##### Dataset entries

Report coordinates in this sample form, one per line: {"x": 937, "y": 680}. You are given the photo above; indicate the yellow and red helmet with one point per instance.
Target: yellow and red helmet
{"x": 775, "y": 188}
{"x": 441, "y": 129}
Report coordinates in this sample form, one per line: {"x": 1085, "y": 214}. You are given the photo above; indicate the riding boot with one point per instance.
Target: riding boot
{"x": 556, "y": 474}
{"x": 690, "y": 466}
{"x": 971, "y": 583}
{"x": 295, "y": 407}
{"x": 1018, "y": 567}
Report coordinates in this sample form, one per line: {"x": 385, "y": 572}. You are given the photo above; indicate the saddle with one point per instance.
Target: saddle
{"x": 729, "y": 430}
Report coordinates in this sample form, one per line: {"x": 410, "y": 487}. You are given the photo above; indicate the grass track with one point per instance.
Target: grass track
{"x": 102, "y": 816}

##########

> What to do: Check each line of the listing above. Copy the ones with the word "photo".

> Task result:
Report coordinates in this sample form, one per line: {"x": 937, "y": 680}. You are given the photo above; indicate the yellow and red helmet with one point per instance.
Report coordinates in this sample form, one per line: {"x": 1085, "y": 214}. You are given the photo above; indicate the riding boot with one point per instance.
Report coordinates in this sample form, one per line: {"x": 385, "y": 572}. You are given the photo above; indicate the saddle with one point per instance.
Report coordinates in this sample form, one per line: {"x": 410, "y": 487}. You are given the photo above; indicate the grass track with one point per instance.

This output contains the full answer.